(Exercise input begins)

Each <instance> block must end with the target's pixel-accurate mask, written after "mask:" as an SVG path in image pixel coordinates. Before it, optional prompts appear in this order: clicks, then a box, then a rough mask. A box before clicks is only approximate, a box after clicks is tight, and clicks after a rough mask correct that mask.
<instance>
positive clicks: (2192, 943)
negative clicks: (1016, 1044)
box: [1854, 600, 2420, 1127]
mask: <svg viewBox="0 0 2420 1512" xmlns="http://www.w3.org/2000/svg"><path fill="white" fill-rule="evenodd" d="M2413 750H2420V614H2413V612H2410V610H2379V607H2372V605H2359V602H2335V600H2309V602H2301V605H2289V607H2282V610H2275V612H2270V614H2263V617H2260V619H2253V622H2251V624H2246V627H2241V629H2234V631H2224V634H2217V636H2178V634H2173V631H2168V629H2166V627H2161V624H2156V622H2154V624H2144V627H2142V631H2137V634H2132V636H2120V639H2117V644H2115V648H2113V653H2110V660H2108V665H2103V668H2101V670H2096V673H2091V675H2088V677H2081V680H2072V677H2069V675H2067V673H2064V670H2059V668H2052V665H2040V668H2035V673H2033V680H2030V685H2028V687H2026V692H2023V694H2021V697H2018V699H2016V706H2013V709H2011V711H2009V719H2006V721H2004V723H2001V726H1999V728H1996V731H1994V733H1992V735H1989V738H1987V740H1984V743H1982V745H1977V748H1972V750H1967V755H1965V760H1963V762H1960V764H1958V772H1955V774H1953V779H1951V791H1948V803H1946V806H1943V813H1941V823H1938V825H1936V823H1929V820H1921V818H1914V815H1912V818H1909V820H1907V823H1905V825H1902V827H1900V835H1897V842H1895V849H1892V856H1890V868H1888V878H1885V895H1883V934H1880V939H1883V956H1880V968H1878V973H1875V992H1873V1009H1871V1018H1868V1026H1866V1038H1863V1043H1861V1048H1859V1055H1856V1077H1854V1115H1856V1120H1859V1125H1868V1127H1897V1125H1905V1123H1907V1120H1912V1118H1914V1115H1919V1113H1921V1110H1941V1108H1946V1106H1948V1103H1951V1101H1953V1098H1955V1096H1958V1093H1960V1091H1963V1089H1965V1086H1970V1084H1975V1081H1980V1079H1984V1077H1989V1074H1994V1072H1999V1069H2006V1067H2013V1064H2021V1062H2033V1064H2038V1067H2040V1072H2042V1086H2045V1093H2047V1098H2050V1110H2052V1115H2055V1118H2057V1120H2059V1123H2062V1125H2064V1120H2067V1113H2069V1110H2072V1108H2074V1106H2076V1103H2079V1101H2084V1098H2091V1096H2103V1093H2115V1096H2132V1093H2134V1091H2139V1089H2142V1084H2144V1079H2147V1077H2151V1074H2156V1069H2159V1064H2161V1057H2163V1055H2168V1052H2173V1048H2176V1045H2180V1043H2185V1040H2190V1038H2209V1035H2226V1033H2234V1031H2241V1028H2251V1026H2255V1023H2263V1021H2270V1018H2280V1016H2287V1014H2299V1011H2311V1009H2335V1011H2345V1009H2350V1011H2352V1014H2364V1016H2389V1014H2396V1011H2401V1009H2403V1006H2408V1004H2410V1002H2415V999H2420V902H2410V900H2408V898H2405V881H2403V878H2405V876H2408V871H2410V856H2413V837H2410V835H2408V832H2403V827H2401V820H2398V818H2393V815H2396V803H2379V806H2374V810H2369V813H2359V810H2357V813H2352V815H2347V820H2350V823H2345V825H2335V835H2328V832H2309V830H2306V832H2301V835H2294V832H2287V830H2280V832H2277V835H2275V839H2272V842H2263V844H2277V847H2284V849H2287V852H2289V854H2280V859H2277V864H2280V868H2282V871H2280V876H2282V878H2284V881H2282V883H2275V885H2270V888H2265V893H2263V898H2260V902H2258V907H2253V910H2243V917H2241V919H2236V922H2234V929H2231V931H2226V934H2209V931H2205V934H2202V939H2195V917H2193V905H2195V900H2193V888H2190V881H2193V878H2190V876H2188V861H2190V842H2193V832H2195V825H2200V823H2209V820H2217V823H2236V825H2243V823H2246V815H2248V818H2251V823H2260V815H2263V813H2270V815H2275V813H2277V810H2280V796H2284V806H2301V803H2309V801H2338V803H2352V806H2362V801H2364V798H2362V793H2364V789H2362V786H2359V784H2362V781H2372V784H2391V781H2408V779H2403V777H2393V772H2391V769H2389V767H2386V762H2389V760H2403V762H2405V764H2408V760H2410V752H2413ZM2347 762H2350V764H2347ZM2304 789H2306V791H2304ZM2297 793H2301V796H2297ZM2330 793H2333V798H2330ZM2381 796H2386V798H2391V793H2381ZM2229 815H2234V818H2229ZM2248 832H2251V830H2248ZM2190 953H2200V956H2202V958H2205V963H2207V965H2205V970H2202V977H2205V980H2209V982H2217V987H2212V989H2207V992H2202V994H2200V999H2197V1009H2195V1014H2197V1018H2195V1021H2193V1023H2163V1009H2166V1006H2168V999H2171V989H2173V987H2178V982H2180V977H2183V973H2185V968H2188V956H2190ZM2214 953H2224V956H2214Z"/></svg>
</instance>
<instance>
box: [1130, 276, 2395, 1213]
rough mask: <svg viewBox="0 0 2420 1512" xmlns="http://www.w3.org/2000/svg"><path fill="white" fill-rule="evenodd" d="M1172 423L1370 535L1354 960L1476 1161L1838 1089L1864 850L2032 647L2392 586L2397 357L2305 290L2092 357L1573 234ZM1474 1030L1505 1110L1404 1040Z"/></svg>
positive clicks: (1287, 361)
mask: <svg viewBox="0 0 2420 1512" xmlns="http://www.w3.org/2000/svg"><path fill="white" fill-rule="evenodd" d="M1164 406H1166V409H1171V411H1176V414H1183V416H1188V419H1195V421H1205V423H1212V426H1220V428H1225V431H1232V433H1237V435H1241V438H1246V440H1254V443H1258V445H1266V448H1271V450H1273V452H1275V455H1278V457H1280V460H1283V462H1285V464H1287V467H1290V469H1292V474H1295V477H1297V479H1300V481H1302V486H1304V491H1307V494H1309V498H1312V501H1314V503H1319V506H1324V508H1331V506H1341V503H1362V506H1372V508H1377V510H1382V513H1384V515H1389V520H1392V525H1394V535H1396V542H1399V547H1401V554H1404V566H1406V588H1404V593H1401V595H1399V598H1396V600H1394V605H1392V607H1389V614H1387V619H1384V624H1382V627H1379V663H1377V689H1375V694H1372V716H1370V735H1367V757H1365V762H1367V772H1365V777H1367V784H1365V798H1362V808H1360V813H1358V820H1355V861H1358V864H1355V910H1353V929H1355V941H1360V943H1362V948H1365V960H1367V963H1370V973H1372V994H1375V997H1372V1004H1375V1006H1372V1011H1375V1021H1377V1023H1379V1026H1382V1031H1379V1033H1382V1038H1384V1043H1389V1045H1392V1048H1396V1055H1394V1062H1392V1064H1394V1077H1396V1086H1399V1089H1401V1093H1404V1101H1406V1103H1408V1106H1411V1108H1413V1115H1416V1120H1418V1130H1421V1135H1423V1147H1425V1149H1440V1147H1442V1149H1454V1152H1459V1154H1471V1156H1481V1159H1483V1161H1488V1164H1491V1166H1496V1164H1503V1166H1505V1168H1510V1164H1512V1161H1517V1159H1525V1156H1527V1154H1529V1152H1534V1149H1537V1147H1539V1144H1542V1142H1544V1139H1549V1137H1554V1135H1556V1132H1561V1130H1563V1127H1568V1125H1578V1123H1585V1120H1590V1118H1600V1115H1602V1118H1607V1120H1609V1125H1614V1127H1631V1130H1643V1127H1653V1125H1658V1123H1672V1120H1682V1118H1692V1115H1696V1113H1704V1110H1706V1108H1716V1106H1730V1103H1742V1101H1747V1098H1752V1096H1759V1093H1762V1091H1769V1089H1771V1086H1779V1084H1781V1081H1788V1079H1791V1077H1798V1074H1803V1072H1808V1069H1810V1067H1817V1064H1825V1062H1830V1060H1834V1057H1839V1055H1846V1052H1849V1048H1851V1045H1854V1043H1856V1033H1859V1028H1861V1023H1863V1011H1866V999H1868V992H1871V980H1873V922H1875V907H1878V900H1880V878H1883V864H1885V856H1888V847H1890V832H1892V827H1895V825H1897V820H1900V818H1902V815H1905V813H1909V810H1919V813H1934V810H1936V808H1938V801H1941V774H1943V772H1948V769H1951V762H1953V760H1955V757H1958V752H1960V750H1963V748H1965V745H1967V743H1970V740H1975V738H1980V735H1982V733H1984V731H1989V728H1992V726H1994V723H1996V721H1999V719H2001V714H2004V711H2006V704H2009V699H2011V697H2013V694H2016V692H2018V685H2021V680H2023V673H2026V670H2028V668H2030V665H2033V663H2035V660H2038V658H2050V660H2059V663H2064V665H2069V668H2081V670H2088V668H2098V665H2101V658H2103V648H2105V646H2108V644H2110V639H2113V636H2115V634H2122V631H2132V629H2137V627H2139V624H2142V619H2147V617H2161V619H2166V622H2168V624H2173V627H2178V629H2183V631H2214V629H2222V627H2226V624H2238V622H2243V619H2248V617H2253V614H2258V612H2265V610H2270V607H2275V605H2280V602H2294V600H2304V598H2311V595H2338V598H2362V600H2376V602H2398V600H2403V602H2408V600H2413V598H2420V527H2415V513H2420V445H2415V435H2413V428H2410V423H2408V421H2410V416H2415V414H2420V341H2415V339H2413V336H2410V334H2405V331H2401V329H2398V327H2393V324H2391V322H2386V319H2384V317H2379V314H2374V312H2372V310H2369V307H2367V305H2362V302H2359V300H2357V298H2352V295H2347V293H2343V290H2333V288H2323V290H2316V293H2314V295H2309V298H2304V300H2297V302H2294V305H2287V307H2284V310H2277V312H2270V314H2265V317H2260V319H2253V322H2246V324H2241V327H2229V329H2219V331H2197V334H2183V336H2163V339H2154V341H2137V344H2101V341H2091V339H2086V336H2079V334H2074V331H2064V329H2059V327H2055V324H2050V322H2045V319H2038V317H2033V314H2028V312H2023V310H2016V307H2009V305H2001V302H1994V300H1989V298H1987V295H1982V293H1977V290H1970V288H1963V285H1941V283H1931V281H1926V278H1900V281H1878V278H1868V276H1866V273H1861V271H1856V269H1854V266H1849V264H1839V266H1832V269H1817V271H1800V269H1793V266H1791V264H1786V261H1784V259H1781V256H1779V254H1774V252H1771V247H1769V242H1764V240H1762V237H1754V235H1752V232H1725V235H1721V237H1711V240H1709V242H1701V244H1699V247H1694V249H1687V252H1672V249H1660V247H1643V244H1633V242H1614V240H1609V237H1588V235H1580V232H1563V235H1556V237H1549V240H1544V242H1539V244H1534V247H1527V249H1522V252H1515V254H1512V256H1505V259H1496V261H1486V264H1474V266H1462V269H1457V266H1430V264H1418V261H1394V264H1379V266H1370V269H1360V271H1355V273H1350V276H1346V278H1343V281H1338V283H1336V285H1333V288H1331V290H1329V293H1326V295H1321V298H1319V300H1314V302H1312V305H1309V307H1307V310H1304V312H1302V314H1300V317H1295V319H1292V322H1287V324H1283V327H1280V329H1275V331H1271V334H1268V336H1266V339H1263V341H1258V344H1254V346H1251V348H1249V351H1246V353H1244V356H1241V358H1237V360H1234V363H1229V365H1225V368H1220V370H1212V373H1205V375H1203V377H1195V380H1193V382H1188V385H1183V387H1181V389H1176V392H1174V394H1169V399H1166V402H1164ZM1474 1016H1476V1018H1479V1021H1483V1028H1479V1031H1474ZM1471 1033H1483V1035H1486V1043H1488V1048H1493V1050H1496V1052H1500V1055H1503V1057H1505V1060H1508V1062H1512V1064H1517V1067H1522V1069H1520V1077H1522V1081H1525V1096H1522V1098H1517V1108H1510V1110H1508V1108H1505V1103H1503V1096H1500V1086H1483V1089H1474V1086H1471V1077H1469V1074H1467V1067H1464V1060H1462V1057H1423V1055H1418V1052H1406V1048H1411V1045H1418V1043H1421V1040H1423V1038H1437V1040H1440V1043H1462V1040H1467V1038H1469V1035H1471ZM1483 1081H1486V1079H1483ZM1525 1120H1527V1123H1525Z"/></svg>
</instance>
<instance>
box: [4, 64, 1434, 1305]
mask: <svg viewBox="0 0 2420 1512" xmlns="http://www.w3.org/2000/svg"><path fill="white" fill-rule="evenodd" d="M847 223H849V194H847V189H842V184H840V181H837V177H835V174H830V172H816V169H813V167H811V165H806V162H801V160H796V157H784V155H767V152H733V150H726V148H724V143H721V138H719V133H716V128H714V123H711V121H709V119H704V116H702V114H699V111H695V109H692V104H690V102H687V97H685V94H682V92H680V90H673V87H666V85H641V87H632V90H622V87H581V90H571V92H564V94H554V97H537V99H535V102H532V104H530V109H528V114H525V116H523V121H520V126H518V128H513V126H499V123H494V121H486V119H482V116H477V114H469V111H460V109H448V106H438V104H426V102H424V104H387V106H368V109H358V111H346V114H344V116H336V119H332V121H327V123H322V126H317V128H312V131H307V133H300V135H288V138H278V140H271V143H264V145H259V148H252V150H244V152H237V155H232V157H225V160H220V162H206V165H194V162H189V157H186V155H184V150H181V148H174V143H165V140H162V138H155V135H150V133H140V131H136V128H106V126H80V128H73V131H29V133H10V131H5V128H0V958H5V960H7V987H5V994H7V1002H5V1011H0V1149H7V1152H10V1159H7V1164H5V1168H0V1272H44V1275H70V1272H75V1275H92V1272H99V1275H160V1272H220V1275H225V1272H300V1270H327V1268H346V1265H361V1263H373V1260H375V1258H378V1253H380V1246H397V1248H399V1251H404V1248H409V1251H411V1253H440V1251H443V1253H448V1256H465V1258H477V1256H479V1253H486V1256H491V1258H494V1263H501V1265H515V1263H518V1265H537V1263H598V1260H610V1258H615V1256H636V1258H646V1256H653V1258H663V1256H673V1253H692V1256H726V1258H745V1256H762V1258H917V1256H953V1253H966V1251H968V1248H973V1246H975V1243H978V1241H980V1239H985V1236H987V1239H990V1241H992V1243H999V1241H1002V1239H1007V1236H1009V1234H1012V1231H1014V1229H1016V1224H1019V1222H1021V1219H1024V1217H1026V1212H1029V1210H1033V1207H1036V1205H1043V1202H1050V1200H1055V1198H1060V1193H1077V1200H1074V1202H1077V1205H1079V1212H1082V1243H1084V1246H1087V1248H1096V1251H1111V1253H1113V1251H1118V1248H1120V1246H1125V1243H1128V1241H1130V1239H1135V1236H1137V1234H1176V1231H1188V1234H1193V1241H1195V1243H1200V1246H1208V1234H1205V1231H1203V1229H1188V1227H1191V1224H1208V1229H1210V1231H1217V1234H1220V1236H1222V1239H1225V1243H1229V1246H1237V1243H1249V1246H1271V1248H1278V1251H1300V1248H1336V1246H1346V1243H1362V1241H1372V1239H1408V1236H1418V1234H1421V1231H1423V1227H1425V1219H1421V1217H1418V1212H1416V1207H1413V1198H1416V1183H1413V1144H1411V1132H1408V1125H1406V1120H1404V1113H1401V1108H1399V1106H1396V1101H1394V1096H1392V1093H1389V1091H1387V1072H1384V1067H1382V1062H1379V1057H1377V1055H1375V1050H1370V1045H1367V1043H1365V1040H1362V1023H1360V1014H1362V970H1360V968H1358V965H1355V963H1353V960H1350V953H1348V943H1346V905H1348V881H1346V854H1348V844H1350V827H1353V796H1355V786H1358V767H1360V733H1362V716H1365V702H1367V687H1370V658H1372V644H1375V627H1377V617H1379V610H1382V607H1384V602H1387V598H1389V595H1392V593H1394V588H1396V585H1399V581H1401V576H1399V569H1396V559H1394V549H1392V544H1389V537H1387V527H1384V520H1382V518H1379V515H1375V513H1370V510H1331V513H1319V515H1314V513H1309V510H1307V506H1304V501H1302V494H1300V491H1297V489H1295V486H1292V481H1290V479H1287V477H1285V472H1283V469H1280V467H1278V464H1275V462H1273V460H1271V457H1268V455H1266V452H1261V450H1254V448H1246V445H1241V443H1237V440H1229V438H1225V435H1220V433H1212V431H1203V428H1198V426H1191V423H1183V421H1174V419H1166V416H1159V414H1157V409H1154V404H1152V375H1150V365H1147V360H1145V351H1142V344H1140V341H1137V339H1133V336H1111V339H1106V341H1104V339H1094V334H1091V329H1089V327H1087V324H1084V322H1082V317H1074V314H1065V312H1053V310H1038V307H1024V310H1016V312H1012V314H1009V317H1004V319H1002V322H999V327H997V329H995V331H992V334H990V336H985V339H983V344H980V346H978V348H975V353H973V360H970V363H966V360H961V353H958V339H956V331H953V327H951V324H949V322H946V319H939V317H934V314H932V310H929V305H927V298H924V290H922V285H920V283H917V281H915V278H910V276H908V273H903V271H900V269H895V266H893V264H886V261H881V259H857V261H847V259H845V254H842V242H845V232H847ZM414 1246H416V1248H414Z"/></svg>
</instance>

(Exercise input ends)

Return only the lines above that run from the opening line through the line containing "negative clicks: (1016, 1044)", exactly as written.

Each <instance> block must end with the target's pixel-accurate mask, written after "mask:" as an SVG path in image pixel coordinates. Before it, optional prompts appear in this order: clicks, then a box, then a rough mask. A box before clicks is only approximate, a box after clicks is tight, and clicks after a rough mask correct that mask.
<instance>
positive clicks: (2192, 943)
negative clicks: (1016, 1044)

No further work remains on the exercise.